• [SELECTED TEXT]
::::::

You are viewing a plain text version of this content. The canonical link for it is here.
Posted to dev@beam.apache.org by Roland Harangozo <ro...@gmail.com> on 2016/05/12 17:19:44 UTC

BEAM-206

Hi All,

I would like to fix this issue:
https://issues.apache.org/jira/browse/BEAM-206

Could you please revise my design proposal?

I would copy and optionally remove the temporary files one by one as an
atomic operation rather then copying all of the temporary files and then
removing them (if we need to remove). It has the following benefits:
* If the move operation supported by the file system and the file retention
is remove, we can use the native file move operation (or rename). Could be
significantly faster than the copy and remove.
* By moving the remove operation close to the copy operation, the
probability is lower to copy the file again because of any failure (if one
file of two is moved but the other one failed, when we replay, it moves
only the one that failed rather than starting from scratch)

Regarding the concurrency, I would use an ExecutorService to run the
aforementioned operation simultaneously. The first exception would stop
(interrupt) all operation.

The level of the concurrency (number of threads) would be file system
specific and configurable. I can imagine 10+ threads gives a good
performance on GCS but gives bad performance on local file system.

::::::

• [AVAILABLE RECORDS]

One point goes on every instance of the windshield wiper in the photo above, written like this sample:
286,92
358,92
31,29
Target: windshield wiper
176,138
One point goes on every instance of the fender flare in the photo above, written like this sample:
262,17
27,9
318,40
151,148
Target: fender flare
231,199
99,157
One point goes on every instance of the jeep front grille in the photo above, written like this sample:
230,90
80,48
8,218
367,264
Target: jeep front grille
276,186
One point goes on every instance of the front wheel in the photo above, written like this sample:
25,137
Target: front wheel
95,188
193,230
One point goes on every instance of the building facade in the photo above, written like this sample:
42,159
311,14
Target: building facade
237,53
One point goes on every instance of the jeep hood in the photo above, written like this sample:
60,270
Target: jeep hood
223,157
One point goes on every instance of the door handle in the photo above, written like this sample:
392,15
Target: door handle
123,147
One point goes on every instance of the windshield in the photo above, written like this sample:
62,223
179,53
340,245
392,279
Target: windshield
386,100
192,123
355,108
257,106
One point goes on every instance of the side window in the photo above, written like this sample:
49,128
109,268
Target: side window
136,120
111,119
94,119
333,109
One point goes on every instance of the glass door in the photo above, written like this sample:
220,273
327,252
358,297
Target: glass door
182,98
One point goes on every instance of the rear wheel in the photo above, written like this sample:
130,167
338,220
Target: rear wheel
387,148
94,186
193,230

::::::

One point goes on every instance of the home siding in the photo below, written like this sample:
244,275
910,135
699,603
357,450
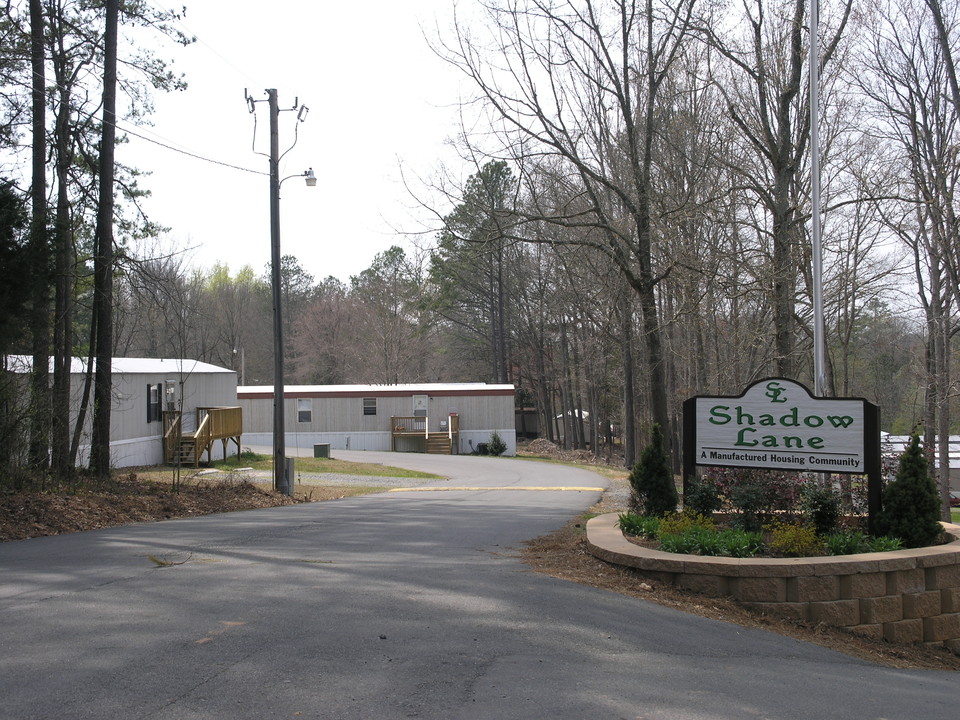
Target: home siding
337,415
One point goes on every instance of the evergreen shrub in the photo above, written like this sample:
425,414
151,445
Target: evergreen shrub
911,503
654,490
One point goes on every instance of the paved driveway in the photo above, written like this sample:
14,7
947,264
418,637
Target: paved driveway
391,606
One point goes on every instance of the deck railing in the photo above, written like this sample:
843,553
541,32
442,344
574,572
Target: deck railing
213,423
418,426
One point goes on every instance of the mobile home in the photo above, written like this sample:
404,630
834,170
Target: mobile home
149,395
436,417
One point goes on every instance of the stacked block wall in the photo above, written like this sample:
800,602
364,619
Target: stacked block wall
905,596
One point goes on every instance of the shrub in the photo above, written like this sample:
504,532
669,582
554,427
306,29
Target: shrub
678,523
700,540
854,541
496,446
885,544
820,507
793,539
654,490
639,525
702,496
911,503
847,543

::::::

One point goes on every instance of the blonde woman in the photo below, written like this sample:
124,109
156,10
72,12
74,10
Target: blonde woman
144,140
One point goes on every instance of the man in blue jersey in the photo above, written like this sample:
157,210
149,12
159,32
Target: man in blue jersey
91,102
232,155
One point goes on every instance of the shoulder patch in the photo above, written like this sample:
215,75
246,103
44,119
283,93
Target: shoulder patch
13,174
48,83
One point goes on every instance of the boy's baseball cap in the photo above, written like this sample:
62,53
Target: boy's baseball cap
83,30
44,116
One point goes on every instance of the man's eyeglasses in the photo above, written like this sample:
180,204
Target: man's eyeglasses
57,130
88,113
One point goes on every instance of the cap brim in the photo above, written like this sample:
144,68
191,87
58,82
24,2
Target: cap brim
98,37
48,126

::::::

• [STATED PROBLEM A]
Output the passage of the post starting with "The level of" and going on through "local file system.", copied verbatim.
• [STATED PROBLEM B]
Count the lines in the rows that contain the string "door", treating uppercase and lowercase as distinct, and give only the number.
The post and the rows are unrelated material.

• [FINAL RESULT A]
The level of the concurrency (number of threads) would be file system
specific and configurable. I can imagine 10+ threads gives a good
performance on GCS but gives bad performance on local file system.

• [FINAL RESULT B]
4